» Ausgangstext:

29. Juli 2023 Martin Walser und "unsere Schande"
Martin Walsers literarische Qualitäten sind hoch und werden vom
offiziellen Literaturbetrieb nun nach seinem Tod ausreichend gewürdigt.
Der Dichter war aber auch politisch ein Schwergewicht. 1976 etwa nannte
er, wie es der Mode der Zeit entsprach, den Ministerpräsidenten
Hans
Filbinger einen jener Herren, von denen einige "Handlanger der
Unfreiheit waren, während Sozialdemokraten im KZ saßen". Solche und
eindrücklichere Beispiele gäbe es viele aufzuführen.

» Zu bearbeitende Datensätze:
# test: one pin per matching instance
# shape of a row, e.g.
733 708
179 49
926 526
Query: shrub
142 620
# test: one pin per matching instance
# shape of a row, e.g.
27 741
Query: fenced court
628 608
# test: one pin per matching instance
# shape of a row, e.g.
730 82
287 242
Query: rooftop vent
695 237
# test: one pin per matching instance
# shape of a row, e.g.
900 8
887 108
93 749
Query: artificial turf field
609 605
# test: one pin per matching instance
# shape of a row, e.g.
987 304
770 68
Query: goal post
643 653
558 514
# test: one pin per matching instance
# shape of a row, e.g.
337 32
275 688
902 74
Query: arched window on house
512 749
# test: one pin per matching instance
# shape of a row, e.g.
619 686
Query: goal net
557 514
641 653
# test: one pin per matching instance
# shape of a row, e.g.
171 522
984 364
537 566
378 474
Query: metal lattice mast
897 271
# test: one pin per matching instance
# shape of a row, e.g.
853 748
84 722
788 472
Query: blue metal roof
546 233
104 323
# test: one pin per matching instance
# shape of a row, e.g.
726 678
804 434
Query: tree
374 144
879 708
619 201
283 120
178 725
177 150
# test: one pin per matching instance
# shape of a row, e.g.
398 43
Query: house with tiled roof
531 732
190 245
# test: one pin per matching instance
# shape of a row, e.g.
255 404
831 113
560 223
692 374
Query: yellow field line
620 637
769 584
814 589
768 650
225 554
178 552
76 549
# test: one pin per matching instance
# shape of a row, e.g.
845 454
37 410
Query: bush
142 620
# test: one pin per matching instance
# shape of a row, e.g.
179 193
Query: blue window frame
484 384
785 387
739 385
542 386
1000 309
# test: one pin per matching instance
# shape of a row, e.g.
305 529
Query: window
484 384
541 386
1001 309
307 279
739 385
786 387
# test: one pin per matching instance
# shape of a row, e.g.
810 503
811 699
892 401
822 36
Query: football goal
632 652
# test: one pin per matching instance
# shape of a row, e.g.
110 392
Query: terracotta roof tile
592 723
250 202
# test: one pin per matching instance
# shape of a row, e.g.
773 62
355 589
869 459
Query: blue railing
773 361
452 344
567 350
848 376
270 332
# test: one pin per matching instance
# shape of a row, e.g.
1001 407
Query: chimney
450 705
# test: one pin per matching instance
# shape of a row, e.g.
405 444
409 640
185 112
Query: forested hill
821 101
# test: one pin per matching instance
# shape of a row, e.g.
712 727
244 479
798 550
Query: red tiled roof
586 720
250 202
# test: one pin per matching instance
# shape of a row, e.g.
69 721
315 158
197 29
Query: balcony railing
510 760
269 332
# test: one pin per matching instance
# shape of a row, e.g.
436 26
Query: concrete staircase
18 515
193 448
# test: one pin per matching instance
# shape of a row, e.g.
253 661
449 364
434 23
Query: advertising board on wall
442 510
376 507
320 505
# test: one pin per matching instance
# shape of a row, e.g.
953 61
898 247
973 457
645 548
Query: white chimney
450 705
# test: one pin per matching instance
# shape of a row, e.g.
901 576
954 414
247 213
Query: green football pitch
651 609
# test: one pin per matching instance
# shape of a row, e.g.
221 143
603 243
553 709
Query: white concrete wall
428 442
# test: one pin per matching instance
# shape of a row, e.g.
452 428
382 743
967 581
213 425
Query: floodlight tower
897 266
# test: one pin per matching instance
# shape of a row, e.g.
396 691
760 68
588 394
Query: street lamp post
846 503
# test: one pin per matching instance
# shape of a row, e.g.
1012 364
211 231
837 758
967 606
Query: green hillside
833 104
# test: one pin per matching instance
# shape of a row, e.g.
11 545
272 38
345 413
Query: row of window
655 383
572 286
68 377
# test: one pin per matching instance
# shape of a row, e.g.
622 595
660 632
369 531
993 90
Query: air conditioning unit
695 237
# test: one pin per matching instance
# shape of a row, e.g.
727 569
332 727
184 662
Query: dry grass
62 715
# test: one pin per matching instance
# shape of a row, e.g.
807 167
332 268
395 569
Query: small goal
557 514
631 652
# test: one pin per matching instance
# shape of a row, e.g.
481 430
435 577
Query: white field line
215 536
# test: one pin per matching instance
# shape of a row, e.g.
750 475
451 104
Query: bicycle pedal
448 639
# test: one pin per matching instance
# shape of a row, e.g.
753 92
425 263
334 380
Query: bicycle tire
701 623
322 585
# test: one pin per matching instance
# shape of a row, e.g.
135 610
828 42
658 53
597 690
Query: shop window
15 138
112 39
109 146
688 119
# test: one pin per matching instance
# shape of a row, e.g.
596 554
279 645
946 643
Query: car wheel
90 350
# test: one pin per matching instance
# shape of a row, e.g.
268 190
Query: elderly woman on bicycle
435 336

---

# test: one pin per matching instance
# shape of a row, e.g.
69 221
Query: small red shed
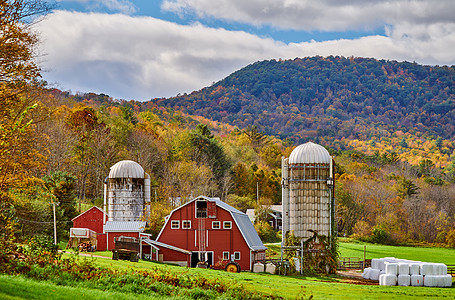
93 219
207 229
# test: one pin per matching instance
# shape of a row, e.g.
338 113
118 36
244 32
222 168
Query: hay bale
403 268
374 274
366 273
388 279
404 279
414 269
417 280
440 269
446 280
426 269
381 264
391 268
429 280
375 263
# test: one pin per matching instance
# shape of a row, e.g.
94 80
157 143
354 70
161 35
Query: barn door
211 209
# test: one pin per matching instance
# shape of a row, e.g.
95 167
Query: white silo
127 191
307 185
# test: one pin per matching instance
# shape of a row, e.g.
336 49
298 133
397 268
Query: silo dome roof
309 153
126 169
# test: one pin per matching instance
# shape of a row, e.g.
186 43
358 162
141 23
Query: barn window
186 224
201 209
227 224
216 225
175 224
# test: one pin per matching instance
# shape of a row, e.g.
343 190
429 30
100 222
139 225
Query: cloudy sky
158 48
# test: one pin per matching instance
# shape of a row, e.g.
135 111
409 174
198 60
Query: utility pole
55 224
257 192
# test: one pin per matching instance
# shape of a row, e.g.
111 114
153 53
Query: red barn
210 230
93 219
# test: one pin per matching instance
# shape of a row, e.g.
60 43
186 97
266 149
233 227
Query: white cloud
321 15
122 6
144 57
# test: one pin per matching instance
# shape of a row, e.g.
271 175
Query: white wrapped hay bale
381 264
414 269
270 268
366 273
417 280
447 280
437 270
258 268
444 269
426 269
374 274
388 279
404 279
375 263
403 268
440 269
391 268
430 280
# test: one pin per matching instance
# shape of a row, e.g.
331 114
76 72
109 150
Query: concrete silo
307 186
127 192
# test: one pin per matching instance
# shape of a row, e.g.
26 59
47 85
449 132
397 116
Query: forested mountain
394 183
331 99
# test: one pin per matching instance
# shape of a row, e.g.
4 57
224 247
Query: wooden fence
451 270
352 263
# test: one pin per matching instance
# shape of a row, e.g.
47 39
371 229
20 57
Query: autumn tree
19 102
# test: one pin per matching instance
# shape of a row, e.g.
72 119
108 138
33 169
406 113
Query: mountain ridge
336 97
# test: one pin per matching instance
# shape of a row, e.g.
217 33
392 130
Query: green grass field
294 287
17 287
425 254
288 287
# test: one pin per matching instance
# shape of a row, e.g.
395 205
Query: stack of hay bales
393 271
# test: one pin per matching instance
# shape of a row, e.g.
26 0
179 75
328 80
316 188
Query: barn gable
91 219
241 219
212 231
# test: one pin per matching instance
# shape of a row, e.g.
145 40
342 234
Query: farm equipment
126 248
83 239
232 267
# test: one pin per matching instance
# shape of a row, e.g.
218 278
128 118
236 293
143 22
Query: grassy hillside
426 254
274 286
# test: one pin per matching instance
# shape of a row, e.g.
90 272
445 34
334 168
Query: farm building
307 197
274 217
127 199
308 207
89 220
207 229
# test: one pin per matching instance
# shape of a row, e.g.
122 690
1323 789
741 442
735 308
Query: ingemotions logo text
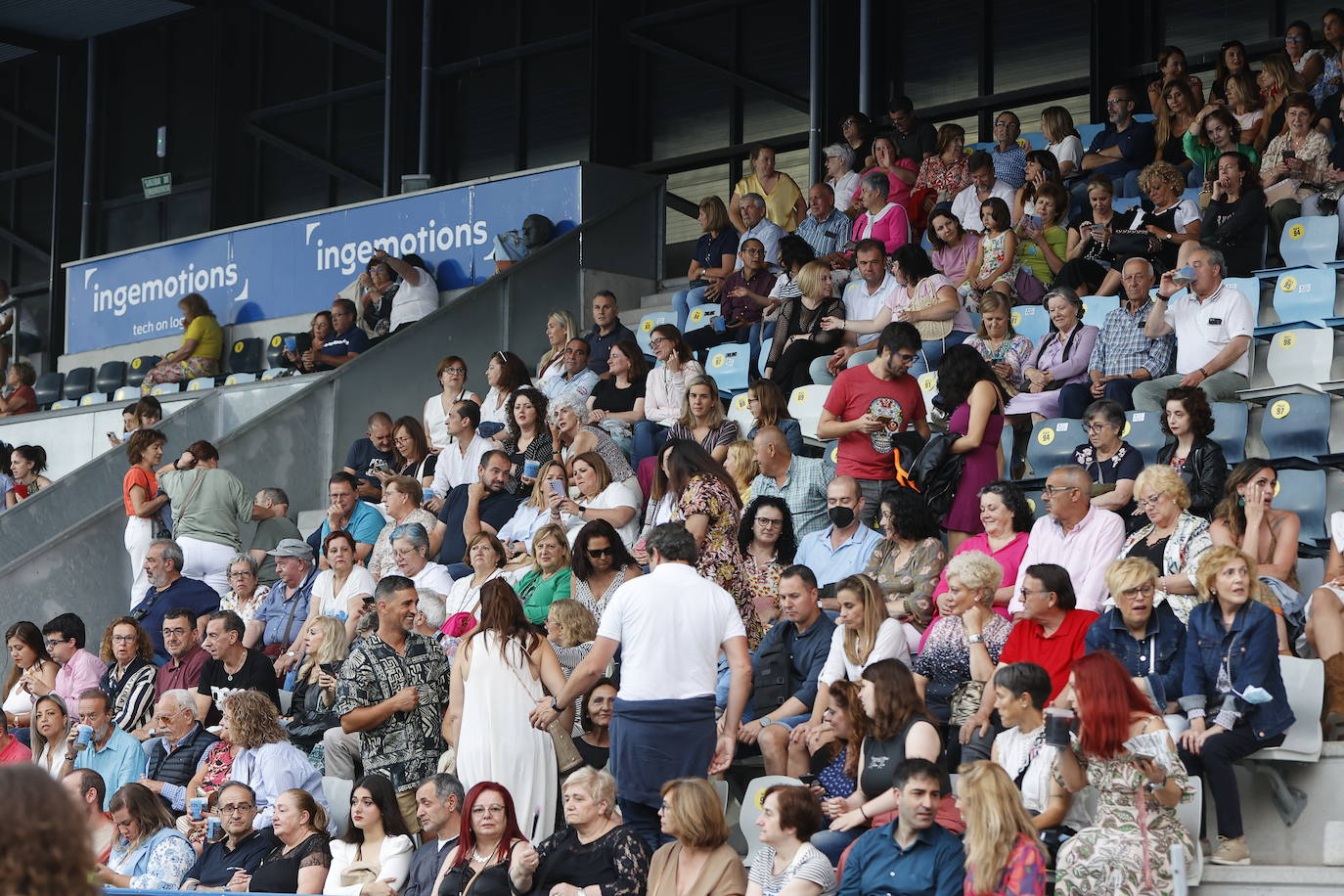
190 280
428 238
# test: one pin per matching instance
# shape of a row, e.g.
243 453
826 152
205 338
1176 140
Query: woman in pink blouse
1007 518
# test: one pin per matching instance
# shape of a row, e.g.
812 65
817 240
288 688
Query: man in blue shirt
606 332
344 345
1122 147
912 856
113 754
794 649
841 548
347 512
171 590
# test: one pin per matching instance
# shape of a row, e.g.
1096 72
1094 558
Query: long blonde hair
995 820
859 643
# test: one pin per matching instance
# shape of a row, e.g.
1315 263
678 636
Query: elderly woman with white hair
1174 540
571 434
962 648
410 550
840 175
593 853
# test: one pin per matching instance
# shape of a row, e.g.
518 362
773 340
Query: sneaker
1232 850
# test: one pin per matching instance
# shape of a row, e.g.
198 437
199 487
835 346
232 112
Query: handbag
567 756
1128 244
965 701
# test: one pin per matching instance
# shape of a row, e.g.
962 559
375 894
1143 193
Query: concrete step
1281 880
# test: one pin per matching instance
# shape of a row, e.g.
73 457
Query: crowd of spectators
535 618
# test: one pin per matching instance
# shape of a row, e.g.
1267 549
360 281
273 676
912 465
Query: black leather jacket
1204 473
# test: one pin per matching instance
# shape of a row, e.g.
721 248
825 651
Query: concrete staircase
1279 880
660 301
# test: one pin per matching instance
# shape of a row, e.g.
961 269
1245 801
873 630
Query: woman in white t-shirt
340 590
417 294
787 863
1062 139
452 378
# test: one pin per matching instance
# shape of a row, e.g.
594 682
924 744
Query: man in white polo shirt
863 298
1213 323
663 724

--

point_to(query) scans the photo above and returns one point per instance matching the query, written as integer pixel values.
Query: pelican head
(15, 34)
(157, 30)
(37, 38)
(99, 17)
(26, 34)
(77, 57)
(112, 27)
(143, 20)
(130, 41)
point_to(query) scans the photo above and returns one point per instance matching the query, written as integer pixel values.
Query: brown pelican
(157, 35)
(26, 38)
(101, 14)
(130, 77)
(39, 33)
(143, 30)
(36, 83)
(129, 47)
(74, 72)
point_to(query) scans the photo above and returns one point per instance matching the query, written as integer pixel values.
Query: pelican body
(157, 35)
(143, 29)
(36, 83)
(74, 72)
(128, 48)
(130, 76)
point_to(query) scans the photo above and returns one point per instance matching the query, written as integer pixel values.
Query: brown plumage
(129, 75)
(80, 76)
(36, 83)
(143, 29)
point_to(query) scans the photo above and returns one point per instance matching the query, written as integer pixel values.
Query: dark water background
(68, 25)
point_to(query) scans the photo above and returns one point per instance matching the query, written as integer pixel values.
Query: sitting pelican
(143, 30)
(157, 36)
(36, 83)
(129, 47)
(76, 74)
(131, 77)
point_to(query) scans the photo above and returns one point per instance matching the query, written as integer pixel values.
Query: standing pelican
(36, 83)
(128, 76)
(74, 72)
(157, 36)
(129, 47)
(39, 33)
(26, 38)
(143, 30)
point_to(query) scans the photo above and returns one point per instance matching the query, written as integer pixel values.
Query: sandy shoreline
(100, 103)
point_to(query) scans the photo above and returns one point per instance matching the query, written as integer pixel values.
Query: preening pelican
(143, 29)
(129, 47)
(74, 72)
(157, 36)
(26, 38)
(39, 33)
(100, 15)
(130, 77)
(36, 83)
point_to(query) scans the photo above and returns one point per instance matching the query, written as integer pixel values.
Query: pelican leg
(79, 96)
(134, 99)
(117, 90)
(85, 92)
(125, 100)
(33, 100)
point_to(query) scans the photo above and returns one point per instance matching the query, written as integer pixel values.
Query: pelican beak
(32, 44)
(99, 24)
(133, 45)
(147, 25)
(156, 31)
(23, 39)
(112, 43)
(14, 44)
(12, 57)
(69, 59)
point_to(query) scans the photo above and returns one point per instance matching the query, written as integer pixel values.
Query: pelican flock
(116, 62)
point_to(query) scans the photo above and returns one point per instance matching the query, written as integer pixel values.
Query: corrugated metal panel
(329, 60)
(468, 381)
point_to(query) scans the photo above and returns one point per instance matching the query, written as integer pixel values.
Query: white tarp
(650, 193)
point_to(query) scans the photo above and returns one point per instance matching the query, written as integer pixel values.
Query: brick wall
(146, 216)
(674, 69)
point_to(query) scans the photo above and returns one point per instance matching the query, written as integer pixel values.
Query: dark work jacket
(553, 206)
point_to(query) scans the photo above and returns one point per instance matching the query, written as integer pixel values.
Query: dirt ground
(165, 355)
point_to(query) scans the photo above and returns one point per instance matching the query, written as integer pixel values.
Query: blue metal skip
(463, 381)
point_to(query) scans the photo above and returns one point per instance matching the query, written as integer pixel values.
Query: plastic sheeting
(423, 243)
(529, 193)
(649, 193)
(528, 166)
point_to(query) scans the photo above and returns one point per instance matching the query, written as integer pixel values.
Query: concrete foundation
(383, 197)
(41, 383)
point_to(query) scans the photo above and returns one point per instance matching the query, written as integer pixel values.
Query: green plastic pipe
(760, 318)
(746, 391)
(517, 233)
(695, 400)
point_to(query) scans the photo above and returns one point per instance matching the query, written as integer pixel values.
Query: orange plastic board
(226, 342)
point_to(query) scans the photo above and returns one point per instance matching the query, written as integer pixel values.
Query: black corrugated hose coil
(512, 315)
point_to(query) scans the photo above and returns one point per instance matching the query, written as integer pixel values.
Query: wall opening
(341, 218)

» Aufgaben:
**A)** In welchem Jahr nannte Martin Walser laut dem Text über ihn den Ministerpräsidenten Hans Filbinger einen jener Herren, von denen einige „Handlanger der Unfreiheit“ gewesen seien?
**B)** Wähle aus den Datensätzen jede Zeile aus, die die Zeichenfolge "football" enthält, und achte dabei auf Groß- und Kleinschreibung.

» Lösungen:
**A)** Im Jahr 1976.

**B)**
Query: football goal
Query: green football pitch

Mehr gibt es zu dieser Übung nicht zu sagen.